The task ▸ What follows is a set of entries. Give them again exactly, without the pictures.

◇ ◇ ◇

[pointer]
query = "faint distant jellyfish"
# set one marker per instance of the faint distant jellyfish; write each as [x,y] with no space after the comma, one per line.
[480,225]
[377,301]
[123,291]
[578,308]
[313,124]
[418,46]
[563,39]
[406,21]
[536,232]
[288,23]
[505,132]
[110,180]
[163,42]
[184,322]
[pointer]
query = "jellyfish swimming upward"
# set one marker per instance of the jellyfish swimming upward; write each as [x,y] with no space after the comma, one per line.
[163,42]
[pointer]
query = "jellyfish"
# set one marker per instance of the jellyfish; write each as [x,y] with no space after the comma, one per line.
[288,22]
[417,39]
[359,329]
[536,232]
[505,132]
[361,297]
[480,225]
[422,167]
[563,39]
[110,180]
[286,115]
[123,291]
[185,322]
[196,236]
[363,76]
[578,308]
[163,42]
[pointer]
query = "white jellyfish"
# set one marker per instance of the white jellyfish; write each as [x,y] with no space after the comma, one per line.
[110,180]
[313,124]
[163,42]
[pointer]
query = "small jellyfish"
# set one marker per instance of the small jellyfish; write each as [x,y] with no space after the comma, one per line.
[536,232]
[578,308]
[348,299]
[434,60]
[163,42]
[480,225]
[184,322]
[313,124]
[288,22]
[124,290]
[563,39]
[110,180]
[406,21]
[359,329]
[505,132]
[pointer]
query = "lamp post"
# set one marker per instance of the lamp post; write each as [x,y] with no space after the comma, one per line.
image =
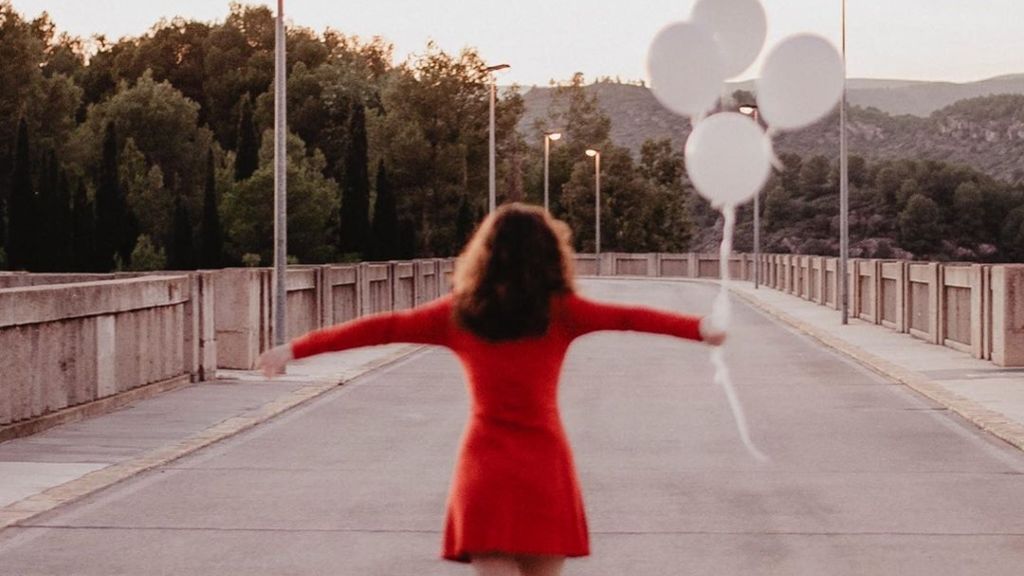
[752,110]
[280,180]
[548,138]
[494,87]
[596,155]
[844,195]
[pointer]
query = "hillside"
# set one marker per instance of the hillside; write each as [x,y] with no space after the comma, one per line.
[986,132]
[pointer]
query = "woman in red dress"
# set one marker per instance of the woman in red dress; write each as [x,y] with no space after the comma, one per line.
[514,506]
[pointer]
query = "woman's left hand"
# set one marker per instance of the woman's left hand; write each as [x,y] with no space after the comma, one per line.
[711,333]
[272,362]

◇ ◇ ◇

Task result ▸
[pointer]
query = "faint distant jellyfish"
# set one marker per instance of the faint distant jellyfish; write each as [x,y] with no space after the comma, one per line.
[480,225]
[377,301]
[123,291]
[578,308]
[313,124]
[418,46]
[563,39]
[406,21]
[536,232]
[288,23]
[505,132]
[110,180]
[163,42]
[184,322]
[pointer]
query = "jellyfish swimming upward"
# set one marker per instance of the jellyfish swimming upward; write each as [x,y] with no space after the comma, one per line.
[163,42]
[pointer]
query = "jellyfish"
# set one marker per instance of the jellyfish; write each as [x,y] with no space after the comma, one per line.
[288,22]
[417,39]
[359,329]
[536,232]
[505,132]
[361,297]
[480,225]
[422,167]
[563,39]
[110,180]
[286,115]
[123,291]
[185,322]
[196,236]
[363,76]
[578,308]
[163,42]
[pointer]
query = "white jellyfish"
# set one marker per instance of the white jellyfish; write each as [x,y] with no space after the comma, one per line.
[110,180]
[313,124]
[163,42]
[pointer]
query = "small jellyfish"
# set one marker per instance of the small jellyfish; write each as [x,y] with no space after the comma, one per line.
[536,232]
[578,308]
[348,299]
[434,60]
[163,42]
[480,225]
[184,322]
[313,124]
[288,22]
[124,290]
[563,39]
[110,180]
[406,21]
[359,329]
[505,132]
[pointer]
query = "lamp post"
# set one marker per instance of the lamp post; write each as [x,y] with no space after the comma, one per line.
image =
[752,110]
[280,180]
[548,138]
[494,87]
[596,155]
[844,195]
[pointer]
query = "hillside"
# set one marker per instance of the hillside; write each as [x,y] with no space after the comma, one per line.
[986,132]
[pointer]
query = "woman in red dress"
# set one marker per instance of the woman in red dress; write each as [x,y] with no space after the comma, one per line.
[514,506]
[pointer]
query = "woman's left hand"
# set one marker per instance of the woman's left hand; write each as [x,y] with no space after the comma, one per line.
[711,333]
[272,362]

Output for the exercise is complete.